Problem details:
Word for word, reproduce all entries below, leaving every picture out.

Exercise input:
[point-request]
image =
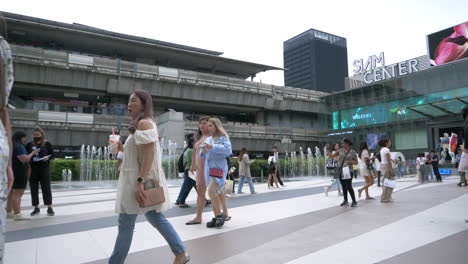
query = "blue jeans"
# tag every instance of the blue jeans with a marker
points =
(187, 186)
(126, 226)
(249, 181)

Answer:
[point-request]
image =
query = "blue jeans"
# tag every instance of the blue jeans with a marker
points =
(187, 186)
(126, 226)
(249, 181)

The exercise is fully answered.